WTT Contender Almaty 2026

Tournament details
- Dates: 1–6 September
- Edition: 5th
- Total prize money: US$100,000
- Venue: Table Tennis Centre ADD
- Location: Almaty, Kazakhstan

Champions
- Men's singles: Shunsuke Togami
- Women's singles: Miu Hirano
- Men's doubles: Lev Katsman Maksim Grebnev
- Women's doubles: Miu Hirano Miyuu Kihara
- Mixed doubles: Evgeny Tikhonov Maria Panfilova

= WTT Contender Almaty 2026 =

Table tennis tournament in Kazakhstan

The WTT Contender Almaty 2026 was a table tennis tournament that took place at the Table Tennis Centre ADD, Almaty, Kazakhstan, from 1 to 6 September and had a total prize money of US$100,000.

== Tournament ==
The WTT Contender Almaty 2026 was the seventeenth tournament of the 2026 WTT Series and also part of the WTT Contender event.

=== Venue ===
This tournament was held at the Table Tennis Centre ADD in Almaty, Kazakhstan.

=== Point distribution ===
Below is the point distribution table for each phase of the tournament based on the WTT World Ranking for the WTT Contender event.

| Event | Winner | Finalist | Semi-finalist | Quarter-finalist | Round of 16 | Round of 32 |
| Singles | 400 | 280 | 180 | 120 | 30 | 4 |
| Doubles | 400 | 280 | 180 | 45 | 4 | — |

=== Prize pool ===
The total prize money is US$100,000 with the distribution of the prize money in accordance with WTT regulations.

| Event | Winner | Finalist | Semi-finalist | Quarter-finalist | Round of 16 | Round of 32 |
| Singles | $5,000 | $2,500 | $1,275 | $1,025 | $825 | $650 |
| Doubles | $2,500 | $1,500 | $950 | $550 | $350 | — |

== Men's singles ==
=== Seeds ===

1. JPN Shunsuke Togami (champion)
2. FRA Simon Gauzy (final)
3. IND Manush Shah (second round)
4. SWE Kristian Karlsson (second round)
5. KAZ Kirill Gerassimenko (second round)
6. JPN Ryoichi Yoshiyama (second round)

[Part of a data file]
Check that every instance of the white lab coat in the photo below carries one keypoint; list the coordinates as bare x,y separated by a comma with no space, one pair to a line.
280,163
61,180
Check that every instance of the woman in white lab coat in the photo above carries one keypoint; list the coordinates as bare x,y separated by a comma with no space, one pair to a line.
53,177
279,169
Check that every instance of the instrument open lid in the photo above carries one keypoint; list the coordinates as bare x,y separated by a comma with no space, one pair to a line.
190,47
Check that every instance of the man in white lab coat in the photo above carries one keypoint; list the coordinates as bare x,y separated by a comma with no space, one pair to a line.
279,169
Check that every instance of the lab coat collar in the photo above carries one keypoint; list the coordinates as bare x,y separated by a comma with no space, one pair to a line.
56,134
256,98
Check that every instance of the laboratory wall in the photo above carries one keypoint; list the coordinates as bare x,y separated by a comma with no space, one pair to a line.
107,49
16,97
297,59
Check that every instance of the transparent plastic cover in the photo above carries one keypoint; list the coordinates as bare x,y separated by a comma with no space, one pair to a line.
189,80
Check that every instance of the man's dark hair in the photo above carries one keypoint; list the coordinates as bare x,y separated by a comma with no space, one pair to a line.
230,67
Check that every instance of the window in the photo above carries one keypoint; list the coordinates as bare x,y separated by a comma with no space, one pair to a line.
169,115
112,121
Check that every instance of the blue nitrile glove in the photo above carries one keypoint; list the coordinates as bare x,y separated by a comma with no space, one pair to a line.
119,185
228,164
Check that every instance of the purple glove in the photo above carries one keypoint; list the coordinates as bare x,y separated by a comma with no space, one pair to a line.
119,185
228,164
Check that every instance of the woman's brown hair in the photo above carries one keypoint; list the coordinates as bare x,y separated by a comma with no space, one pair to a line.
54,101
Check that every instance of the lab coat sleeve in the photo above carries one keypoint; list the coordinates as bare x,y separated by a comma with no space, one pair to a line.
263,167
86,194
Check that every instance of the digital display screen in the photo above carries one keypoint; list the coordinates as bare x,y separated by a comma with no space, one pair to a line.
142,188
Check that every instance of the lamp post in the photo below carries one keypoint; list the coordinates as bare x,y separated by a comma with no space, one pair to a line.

* * *

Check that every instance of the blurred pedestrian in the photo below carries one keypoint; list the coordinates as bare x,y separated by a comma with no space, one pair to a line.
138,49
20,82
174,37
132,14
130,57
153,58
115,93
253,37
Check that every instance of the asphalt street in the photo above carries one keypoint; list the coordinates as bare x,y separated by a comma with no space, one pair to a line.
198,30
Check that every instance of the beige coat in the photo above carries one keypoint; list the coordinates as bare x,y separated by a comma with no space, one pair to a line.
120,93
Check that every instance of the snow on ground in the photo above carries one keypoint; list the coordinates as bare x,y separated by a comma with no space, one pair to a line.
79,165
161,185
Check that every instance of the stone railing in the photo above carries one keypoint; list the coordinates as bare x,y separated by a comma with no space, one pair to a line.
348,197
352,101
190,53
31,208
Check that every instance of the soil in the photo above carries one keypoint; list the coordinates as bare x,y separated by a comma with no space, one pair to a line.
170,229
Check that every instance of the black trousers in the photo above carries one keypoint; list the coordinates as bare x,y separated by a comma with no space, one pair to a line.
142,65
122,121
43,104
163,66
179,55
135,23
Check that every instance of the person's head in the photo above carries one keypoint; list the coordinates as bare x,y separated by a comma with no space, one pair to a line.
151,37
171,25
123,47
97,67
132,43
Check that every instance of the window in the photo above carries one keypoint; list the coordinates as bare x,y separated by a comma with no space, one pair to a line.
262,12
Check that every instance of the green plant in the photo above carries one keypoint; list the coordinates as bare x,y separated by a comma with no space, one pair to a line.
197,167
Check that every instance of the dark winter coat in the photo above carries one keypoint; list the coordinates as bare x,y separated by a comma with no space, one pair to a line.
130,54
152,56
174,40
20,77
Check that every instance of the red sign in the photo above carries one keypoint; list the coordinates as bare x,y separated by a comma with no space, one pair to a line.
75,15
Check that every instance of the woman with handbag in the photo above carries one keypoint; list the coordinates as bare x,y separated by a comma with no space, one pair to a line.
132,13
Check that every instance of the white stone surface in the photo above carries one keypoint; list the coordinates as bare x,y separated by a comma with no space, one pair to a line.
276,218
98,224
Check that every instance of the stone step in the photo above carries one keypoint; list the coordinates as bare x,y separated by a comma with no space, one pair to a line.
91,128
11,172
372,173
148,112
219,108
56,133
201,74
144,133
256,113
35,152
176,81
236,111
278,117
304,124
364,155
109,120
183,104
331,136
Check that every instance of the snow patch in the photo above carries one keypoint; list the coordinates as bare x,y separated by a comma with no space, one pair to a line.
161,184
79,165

==

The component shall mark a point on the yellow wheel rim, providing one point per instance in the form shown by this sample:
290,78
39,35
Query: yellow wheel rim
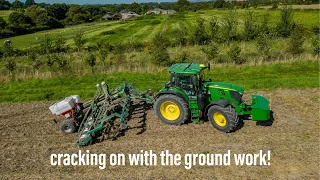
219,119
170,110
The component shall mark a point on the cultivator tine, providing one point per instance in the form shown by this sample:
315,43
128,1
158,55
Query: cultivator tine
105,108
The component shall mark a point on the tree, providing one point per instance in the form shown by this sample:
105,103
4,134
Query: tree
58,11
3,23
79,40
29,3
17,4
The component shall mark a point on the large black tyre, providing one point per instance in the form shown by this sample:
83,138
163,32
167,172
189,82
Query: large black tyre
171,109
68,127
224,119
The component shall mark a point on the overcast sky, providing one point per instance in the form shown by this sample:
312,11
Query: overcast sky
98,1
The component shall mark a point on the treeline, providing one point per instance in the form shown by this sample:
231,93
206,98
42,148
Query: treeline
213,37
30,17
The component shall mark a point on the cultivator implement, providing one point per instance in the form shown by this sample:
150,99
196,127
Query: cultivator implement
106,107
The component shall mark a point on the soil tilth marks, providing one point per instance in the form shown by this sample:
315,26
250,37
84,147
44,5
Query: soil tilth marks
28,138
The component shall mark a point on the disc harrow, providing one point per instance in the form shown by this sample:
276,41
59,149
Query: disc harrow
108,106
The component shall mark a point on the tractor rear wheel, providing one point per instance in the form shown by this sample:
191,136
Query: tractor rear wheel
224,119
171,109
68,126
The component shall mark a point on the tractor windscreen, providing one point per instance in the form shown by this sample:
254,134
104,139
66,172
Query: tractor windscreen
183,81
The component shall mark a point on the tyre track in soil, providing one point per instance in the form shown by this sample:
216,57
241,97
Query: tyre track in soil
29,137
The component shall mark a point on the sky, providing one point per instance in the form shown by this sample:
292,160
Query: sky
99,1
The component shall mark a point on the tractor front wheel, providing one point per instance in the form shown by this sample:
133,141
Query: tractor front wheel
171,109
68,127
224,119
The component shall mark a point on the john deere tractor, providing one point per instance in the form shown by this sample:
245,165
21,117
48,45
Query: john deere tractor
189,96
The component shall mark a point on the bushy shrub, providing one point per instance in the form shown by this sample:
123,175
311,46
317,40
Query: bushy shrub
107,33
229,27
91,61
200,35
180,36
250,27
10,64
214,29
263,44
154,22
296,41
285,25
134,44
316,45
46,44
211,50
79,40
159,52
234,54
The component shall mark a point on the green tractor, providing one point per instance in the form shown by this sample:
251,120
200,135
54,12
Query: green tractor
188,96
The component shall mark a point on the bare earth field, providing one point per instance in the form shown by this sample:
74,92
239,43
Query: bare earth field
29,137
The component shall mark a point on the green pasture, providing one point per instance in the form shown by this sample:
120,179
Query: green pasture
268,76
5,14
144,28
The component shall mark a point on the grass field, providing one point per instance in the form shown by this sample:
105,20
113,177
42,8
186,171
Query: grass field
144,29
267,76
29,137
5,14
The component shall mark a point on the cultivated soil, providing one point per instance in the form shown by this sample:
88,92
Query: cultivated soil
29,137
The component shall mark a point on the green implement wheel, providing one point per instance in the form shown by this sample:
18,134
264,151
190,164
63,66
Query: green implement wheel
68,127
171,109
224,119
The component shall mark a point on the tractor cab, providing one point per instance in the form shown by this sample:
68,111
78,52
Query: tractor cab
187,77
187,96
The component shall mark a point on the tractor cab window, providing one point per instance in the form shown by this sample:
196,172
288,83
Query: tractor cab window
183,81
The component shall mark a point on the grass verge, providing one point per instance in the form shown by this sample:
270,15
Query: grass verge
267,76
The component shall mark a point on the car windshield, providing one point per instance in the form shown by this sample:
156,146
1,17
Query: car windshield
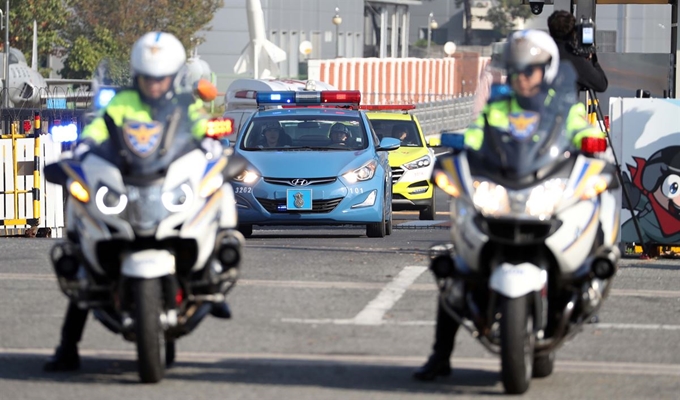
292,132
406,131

WRITTEN TASKS:
A. Translate this sentence from the Almaty tournament page into Spanish: "This tournament was held at the Table Tennis Centre ADD in Almaty, Kazakhstan."
B. Carry on the Almaty tournament page from its last line.

PER-TASK OUTPUTS:
A. Este torneo se celebró en el Table Tennis Centre ADD de Almaty, Kazajistán.

B.
7. ESP Álvaro Robles (quarter-finals)
8. JPN Kazuki Hamada (semi-finals)

== Women's singles ==
=== Seeds ===

1. JPN Hina Hayata (final)
2. JPN Miyu Nagasaki (semi-finals)
3. PUR Adriana Díaz (semi-finals)
4. JPN Miyuu Kihara (first round)
5. JPN Miu Hirano (champion)
6. JPN Kaho Akae (quarter-finals)
7. RUS Elizabet Abraamian (quarter-finals)
8. GER Annett Kaufmann (quarter-finals)

== Men's doubles ==
=== Seeds ===

1. FRA Florian Bourrassaud / FRA Esteban Dorr (quarter-finals)
2. RUS Lev Katsman / RUS Maksim Grebnev (champions)
3. SWE Mattias Karlsson / SWE Kristian Karlsson (final)
4. JPN Kazuki Hamada / JPN Hayate Suzuki (semi-finals)

== Women's doubles ==
=== Seeds ===

1. IND Diya Chitale / IND Yashaswini Ghorpade (semi-finals)
2. TPE Chien Tung-chuan / TPE Li Yu-jhun (quarter-finals)
3. IND Syndrela Das / IND Sutirtha Mukherjee (final)
4. RUS Elizabet Abraamian / RUS Vlada Voronina (first round)

== Mixed doubles ==
=== Seeds ===

1. IND Manush Shah / IND Diya Chitale (quarter-finals)
2. SWE Kristian Karlsson / SWE Christina Källberg (semi-finals)
3. IND Payas Jain / IND Syndrela Das (quarter-finals)
4. JPN Shunsuke Togami / JPN Hina Hayata (quarter-finals)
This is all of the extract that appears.